- TASK TO CARRY OUT
Count the rows below that contain the string "bollard", and reply with that number alone.

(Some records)
* Start *

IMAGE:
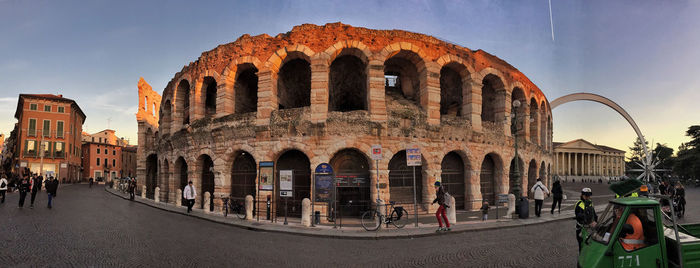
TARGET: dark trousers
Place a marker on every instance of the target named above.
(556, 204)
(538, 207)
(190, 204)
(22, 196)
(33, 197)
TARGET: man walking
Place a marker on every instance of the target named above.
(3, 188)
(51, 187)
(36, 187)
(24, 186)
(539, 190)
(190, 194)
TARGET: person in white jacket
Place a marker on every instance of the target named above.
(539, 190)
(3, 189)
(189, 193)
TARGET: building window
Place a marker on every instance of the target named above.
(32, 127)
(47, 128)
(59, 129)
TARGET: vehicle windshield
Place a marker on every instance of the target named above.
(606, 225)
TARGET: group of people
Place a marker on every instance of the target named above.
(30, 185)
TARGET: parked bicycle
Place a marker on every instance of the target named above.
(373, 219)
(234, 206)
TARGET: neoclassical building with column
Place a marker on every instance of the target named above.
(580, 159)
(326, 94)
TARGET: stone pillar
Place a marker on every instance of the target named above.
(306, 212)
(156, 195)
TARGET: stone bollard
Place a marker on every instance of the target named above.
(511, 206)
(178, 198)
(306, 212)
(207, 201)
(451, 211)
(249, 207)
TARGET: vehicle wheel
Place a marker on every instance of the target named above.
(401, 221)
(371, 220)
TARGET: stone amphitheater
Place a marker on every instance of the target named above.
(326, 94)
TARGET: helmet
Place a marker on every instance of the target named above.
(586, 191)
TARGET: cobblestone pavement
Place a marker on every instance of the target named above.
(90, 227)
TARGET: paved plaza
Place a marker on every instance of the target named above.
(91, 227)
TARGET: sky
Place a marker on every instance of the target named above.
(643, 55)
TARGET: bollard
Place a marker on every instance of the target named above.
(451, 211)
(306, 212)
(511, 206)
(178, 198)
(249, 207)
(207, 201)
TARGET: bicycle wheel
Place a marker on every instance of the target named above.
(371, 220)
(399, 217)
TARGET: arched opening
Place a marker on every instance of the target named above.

* End *
* Start *

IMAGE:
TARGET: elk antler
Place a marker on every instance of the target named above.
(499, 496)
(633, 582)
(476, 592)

* End *

- SOLUTION
2